▶ Short task:
Copy out the entries from their first line through the line holding "[9, 445, 1204, 901]", inclusive, with every line kept identical.

A run of entries:
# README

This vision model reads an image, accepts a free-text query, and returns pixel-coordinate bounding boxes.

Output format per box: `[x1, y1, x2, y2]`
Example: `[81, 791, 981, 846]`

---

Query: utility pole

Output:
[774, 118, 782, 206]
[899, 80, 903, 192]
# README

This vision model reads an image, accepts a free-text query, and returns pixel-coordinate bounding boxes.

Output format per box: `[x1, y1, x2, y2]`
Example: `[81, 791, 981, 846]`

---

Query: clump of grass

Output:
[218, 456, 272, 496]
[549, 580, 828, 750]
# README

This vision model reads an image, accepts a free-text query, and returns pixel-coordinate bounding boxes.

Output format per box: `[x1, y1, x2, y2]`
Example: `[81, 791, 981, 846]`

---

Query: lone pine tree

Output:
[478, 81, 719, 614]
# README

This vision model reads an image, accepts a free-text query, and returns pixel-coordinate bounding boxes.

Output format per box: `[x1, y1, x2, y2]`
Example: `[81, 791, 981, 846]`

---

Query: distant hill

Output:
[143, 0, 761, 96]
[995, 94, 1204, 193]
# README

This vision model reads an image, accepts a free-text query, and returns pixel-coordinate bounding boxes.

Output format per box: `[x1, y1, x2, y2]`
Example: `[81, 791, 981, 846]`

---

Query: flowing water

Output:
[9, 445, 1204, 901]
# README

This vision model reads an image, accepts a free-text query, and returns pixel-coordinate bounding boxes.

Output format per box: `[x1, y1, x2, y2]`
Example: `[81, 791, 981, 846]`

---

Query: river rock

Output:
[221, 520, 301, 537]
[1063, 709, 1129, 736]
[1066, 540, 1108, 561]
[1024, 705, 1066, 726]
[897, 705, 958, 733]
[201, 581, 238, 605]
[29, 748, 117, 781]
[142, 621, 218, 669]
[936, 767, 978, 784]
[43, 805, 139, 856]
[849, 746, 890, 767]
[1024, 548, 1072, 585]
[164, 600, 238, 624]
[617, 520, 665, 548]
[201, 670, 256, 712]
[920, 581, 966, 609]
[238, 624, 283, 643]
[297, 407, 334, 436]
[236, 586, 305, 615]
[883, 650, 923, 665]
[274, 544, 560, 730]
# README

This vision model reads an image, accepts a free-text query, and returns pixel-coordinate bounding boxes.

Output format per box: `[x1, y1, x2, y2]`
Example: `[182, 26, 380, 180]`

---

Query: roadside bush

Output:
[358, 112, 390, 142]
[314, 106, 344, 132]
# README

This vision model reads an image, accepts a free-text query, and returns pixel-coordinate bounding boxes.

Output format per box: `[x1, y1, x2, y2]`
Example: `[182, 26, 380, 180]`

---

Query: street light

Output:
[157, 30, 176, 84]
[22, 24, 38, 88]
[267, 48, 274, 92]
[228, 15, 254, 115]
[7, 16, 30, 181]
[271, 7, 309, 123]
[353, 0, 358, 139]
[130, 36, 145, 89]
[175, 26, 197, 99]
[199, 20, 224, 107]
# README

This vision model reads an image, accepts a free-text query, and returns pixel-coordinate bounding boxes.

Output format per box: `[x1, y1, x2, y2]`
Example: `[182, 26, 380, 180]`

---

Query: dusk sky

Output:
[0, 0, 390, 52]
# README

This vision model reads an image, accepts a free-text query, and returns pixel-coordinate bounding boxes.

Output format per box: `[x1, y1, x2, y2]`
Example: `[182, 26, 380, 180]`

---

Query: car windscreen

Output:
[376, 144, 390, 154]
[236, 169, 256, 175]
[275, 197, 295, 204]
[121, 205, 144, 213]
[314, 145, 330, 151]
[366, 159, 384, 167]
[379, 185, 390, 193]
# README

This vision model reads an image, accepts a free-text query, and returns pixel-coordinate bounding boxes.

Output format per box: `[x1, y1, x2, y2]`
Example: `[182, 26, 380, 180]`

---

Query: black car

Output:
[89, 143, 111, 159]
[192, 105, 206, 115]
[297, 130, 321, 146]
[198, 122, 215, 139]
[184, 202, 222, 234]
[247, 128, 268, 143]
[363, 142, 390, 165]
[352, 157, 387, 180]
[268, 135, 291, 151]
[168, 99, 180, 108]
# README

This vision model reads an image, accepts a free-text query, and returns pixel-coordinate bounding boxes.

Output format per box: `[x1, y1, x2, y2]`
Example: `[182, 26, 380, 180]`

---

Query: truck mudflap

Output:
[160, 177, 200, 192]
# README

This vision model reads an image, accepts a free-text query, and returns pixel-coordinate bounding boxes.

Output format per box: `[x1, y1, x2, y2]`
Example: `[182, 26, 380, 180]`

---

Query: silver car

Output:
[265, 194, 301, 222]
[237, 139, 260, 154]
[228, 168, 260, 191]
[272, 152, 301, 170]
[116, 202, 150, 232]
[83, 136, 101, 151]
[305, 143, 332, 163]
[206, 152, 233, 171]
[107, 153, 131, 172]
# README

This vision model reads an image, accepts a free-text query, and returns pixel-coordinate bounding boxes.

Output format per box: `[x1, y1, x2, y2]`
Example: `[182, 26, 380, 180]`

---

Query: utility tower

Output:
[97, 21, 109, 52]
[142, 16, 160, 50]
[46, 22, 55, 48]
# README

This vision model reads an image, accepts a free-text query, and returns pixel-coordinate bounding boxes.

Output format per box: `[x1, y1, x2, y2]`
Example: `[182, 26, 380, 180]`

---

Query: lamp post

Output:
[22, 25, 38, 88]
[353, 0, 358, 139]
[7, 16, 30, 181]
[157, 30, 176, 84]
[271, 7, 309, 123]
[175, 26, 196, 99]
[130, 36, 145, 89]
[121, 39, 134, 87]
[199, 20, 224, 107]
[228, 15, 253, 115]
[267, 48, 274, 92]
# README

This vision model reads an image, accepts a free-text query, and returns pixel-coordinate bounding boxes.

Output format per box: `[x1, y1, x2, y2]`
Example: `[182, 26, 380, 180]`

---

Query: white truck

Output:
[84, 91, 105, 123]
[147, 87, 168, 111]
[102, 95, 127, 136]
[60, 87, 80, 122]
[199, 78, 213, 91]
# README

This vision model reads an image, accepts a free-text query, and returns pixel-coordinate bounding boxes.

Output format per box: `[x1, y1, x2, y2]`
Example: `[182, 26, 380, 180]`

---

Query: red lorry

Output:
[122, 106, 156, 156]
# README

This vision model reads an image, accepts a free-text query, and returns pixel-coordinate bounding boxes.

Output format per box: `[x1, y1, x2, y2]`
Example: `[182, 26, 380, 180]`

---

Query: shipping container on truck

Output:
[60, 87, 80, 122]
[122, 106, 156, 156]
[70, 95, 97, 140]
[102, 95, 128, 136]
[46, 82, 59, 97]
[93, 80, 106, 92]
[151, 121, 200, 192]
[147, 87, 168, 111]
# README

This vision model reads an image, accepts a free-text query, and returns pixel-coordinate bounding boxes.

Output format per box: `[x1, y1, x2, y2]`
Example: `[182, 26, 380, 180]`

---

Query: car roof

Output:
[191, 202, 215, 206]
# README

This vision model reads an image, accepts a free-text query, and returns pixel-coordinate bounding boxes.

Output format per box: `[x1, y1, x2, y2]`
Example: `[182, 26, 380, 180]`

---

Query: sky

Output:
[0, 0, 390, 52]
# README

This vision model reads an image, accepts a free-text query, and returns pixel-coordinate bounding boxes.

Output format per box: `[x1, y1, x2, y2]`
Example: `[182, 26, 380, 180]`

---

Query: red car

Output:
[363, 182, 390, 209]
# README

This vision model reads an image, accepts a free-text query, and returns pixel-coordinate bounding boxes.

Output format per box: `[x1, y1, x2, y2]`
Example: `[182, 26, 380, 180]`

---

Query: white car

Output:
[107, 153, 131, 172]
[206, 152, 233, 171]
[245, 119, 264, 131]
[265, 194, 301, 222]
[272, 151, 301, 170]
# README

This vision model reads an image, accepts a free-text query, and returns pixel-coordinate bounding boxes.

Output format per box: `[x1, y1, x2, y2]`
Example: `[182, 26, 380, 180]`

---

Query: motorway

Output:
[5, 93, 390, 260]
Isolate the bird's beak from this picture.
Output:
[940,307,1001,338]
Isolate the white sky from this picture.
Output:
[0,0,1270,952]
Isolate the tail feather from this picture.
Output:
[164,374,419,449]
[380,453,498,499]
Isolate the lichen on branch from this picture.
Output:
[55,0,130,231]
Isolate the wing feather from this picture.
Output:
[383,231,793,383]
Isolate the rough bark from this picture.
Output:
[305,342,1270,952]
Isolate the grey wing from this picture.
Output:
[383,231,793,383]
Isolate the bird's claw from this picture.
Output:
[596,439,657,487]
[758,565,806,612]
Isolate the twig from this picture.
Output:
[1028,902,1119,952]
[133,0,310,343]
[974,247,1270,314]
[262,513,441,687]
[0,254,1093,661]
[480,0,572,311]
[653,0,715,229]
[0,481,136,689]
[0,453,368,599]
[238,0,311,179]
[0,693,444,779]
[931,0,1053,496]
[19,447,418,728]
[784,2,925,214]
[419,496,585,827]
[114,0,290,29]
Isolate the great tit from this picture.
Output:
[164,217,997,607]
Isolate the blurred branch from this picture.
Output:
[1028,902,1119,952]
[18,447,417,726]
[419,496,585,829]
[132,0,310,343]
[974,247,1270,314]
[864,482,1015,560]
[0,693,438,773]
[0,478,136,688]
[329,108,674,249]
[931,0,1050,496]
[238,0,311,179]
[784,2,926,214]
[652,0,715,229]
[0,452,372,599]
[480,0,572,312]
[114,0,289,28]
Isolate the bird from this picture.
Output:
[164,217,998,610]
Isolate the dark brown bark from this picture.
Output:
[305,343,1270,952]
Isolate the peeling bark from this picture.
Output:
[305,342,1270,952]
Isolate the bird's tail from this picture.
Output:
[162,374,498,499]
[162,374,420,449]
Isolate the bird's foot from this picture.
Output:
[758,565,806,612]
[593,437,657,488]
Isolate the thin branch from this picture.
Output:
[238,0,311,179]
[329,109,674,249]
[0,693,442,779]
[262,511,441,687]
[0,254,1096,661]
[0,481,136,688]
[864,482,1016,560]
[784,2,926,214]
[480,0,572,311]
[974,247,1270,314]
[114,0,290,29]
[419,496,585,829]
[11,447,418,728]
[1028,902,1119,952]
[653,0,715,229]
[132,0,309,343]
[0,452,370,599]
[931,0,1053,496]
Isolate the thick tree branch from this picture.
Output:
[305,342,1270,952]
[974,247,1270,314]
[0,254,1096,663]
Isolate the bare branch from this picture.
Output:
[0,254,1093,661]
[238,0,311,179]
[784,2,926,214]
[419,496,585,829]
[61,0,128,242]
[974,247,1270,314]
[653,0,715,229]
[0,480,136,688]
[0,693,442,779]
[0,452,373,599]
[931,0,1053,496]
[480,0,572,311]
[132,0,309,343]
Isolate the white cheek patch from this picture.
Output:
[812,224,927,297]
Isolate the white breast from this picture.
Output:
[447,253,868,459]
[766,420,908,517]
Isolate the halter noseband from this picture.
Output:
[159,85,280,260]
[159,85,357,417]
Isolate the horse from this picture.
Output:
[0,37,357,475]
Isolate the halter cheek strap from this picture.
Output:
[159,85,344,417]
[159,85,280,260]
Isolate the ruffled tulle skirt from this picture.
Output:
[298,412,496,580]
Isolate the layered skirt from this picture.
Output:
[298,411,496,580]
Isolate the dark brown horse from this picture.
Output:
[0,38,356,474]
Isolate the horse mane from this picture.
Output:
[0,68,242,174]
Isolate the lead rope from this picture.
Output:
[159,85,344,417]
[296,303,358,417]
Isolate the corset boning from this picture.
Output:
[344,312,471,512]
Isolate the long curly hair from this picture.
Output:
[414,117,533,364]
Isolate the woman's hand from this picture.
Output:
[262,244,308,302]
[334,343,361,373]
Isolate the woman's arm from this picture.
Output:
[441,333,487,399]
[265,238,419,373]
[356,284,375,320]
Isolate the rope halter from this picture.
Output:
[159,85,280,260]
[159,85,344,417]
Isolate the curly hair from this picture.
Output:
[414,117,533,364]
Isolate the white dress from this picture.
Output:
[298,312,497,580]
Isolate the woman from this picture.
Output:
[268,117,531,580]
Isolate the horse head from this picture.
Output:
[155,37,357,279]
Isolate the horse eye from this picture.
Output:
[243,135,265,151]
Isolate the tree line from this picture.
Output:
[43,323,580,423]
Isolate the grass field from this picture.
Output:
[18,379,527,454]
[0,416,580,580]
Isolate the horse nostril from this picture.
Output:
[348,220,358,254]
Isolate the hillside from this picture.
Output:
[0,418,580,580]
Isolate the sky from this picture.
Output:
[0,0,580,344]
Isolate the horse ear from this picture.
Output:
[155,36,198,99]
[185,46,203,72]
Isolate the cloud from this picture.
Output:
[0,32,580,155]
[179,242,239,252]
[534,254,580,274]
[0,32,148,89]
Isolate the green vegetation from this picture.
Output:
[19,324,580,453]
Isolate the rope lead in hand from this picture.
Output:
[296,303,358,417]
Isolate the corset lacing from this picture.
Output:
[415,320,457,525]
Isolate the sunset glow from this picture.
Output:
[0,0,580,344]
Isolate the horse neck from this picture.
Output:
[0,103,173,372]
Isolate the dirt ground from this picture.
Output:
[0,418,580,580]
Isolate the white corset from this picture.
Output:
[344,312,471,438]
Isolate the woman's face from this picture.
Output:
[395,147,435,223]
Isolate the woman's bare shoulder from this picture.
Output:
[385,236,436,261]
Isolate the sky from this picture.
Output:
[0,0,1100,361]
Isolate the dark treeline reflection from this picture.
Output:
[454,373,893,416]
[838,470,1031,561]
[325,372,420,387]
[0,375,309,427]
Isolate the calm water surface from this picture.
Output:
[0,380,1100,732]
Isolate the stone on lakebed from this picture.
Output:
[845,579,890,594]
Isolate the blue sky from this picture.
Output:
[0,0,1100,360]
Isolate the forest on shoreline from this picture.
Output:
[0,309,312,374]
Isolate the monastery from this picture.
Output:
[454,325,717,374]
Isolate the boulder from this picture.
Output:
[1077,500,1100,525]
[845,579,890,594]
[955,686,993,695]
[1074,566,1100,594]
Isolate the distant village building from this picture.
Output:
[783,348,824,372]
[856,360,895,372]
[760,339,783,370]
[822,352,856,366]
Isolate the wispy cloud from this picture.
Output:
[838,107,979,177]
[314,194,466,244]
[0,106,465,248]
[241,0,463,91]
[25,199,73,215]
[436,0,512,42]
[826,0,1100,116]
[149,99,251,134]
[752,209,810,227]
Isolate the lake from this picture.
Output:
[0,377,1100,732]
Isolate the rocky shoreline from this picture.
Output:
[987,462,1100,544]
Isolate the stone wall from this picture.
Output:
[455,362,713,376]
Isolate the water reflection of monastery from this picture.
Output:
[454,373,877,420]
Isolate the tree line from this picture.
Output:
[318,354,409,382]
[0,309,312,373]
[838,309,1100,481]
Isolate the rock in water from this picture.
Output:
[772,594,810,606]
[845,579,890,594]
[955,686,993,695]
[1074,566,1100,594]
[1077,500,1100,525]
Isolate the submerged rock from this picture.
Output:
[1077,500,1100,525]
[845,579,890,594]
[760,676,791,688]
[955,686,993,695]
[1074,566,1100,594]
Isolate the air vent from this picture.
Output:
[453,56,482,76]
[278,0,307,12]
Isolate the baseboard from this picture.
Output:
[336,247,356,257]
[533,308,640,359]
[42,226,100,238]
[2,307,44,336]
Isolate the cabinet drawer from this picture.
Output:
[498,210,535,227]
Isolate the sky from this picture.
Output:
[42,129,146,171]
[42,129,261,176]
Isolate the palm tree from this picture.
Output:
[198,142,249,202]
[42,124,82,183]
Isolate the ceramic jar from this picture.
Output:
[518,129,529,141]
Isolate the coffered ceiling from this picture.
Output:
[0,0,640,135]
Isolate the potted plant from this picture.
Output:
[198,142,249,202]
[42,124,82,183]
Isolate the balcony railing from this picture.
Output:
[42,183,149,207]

▶ Written solution:
# README

This vision model reads an image, accepts a free-text query, and returns pixel-coordinate bounding boxes.

Output format per box: `[x1, y1, x2, y2]`
Example: `[81, 791, 981, 846]`

---

Query: utility pole

Output:
[774, 118, 782, 206]
[899, 80, 903, 192]
# README

This vision model reads an image, accepts a free-text query, and returns pixel-coordinate bounding boxes.

Output format per box: `[x1, y1, x2, y2]`
Example: `[81, 791, 981, 846]`

---

Query: clump of grass

Output:
[218, 456, 272, 496]
[549, 580, 828, 750]
# README

This vision model reads an image, accepts a free-text query, and returns pixel-coordinate bounding boxes.

Output format per box: `[x1, y1, x2, y2]`
Example: `[81, 791, 981, 846]`

---

Query: lone pine tree

Output:
[478, 81, 719, 614]
# README

This vision model reads an image, accepts a free-text query, and returns pixel-coordinate bounding boxes.

Output format per box: `[x1, y1, x2, y2]`
Example: `[81, 791, 981, 846]`

---

Query: distant hill

Output:
[143, 0, 761, 96]
[995, 94, 1204, 193]
# README

This vision model reads an image, accepts a free-text query, and returns pixel-coordinate bounding boxes.

Output format per box: `[x1, y1, x2, y2]`
Example: `[81, 791, 981, 846]`

---

Query: flowing water

Output:
[9, 445, 1204, 901]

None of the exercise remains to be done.